Acima’s modest origin story has some unlikely turns. The company emerged from the “Silicon Slopes” hub of Salt Lake City, launching in 2013 as Simple Finance, a quick way for consumers with no or little credit to finance purchases. Cofounder Aaron Allred had no background in finance; for the first year or so the software he used to manage payments for leases was the system he used for his pest control company. In 2016 it took in a $10 million investment round led by Aries Capital Partners (also Salt Lake City-based) and it grew into a colossus. When publicly traded Rent-A-Center acquired Acima in December 2020, the pricetag was $1.6 billion. Acima recently announced a partnership with Mastercard to issue a “leasepay” credit card that simplifies its offerings even more.

* _TASK DETAILS_
Extend the passage on Acima's history, picking up right after its last sentence.

* _INFORMATION SUPPLIED_
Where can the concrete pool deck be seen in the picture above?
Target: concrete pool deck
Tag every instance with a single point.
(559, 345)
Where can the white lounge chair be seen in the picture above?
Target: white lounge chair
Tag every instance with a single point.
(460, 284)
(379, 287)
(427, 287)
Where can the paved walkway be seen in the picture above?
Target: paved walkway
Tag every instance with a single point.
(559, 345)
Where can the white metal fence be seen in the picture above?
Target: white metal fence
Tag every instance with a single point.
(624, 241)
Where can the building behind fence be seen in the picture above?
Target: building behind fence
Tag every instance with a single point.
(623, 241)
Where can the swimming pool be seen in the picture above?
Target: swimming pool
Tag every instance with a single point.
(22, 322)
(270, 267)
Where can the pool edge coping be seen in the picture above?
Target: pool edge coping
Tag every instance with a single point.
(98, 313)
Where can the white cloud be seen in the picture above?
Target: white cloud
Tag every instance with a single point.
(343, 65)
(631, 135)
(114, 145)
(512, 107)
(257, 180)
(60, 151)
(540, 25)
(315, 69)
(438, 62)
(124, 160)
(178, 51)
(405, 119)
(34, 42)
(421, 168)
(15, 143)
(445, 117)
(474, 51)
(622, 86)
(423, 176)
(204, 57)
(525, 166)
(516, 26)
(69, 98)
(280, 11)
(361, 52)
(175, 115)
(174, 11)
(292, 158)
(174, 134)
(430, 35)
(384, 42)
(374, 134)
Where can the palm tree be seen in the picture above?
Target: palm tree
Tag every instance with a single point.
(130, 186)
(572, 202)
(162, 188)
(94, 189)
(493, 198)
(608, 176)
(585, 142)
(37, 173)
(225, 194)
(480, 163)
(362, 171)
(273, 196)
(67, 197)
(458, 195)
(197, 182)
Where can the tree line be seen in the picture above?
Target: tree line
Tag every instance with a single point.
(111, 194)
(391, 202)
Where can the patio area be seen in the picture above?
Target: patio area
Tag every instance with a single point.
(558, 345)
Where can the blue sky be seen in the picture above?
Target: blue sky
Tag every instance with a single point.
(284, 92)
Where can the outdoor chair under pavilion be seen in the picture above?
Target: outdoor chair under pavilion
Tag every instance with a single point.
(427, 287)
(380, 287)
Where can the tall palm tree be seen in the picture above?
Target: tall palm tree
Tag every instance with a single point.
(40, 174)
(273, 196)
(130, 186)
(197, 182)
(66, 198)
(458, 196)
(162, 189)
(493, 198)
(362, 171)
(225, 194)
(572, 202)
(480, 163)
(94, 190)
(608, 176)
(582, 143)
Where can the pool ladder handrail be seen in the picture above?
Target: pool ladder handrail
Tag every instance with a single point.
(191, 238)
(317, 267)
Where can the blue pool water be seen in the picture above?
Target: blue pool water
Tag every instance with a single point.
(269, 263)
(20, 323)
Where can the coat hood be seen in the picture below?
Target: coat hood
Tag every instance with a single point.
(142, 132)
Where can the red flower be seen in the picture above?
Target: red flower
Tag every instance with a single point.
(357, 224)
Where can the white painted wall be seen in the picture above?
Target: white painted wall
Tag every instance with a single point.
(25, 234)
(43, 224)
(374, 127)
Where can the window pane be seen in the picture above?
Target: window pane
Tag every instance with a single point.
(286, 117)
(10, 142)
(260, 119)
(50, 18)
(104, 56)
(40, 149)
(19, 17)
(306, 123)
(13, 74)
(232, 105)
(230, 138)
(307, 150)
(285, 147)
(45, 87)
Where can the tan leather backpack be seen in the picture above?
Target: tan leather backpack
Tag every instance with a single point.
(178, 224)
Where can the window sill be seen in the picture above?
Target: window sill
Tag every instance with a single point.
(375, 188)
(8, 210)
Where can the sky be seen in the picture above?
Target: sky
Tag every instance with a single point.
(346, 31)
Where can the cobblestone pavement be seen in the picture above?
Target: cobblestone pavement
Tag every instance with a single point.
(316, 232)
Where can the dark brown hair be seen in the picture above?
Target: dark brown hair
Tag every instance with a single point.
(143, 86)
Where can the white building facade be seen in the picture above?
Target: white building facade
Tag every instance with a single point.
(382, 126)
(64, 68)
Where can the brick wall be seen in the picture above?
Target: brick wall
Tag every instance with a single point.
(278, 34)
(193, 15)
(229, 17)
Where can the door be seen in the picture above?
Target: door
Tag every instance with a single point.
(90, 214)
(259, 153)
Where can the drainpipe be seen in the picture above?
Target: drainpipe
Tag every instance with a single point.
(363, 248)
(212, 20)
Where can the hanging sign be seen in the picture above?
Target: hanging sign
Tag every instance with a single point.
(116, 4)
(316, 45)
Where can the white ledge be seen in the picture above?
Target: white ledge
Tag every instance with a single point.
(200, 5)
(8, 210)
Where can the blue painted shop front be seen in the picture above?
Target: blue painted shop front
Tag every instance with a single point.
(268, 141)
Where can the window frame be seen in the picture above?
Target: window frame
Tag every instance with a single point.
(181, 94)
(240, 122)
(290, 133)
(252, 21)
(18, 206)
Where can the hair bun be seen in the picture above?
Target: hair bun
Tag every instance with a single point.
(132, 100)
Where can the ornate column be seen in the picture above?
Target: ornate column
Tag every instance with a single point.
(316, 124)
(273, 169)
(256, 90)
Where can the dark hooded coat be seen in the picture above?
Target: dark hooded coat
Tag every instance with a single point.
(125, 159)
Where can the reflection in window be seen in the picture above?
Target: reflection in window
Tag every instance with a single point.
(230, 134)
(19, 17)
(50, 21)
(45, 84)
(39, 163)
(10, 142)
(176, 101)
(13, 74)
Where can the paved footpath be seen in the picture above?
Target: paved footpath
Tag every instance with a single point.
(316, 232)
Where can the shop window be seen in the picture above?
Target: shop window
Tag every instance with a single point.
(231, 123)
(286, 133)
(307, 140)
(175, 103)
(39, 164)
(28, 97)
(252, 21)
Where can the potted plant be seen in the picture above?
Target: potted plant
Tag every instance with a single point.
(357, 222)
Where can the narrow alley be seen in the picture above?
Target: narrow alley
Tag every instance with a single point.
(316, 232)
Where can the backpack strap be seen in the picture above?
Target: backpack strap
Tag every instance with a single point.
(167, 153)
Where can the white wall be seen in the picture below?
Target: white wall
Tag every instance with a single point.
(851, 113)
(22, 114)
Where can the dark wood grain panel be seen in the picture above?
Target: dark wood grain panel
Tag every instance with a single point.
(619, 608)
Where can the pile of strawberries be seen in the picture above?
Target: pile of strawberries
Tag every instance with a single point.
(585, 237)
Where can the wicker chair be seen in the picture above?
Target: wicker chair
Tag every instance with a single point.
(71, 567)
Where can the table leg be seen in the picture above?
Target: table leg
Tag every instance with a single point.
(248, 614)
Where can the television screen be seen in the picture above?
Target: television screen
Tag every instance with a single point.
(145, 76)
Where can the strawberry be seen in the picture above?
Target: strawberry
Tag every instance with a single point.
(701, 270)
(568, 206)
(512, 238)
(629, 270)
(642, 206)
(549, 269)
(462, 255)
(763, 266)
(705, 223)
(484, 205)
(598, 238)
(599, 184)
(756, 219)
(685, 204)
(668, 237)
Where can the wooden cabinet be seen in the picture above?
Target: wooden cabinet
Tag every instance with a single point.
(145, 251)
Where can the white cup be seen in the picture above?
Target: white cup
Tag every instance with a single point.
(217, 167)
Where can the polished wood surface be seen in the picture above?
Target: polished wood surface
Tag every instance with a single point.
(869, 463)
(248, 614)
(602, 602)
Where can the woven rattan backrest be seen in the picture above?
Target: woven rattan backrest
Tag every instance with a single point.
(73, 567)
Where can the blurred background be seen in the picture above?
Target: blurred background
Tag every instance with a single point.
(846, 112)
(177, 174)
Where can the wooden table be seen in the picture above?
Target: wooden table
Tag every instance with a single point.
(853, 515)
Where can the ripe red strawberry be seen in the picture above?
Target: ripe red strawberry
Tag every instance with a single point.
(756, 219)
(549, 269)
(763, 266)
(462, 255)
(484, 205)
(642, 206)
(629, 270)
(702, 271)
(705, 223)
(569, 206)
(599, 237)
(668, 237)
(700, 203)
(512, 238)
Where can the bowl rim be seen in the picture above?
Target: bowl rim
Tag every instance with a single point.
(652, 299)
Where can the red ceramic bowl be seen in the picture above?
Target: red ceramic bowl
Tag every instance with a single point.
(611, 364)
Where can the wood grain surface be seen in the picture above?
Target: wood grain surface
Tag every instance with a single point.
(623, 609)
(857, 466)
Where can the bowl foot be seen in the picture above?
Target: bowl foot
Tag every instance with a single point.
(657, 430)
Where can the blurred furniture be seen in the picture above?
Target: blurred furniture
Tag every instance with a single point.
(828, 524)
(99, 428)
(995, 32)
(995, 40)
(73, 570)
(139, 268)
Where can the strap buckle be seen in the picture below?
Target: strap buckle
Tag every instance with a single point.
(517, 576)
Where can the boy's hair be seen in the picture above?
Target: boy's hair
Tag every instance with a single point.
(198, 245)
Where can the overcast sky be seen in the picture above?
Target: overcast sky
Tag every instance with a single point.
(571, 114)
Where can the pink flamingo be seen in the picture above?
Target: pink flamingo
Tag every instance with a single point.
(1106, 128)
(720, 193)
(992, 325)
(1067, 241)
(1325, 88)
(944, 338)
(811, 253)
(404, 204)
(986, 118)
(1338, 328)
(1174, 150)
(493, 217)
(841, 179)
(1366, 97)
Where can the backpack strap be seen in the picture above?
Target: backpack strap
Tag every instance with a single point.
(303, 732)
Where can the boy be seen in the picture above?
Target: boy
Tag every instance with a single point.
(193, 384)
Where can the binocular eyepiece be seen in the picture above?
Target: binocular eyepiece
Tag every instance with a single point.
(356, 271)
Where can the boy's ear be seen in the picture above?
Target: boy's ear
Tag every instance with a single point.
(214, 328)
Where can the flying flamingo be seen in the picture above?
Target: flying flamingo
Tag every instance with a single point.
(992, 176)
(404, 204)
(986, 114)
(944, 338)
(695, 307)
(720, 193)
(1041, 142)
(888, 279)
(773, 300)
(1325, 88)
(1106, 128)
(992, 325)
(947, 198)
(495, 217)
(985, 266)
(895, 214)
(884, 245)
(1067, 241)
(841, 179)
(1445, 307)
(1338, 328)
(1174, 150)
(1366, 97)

* _RESULT_
Since that time, Rent-A-Center’s recurring regulatory filings have revealed that Acima seems to be constantly near or beyond the point of breaking the law. In October 2020, the federal Consumer Financial Protection Bureau (CFPB) served Acima with a Civil Investigative Demand, to see whether it was complying with various consumer financial protection laws. Acima shows up more than 600 times in the CFPB complaint database, but to date no charges have been publicly made. This week it was revealed that the attorneys general of 39 states are investigating Acima for possible violations of consumer protection laws. It’s a good reminder that when fintech companies boast about serving the underbanked, it’s not always with the purest of intentions.

Will Binance Be Sued to Death?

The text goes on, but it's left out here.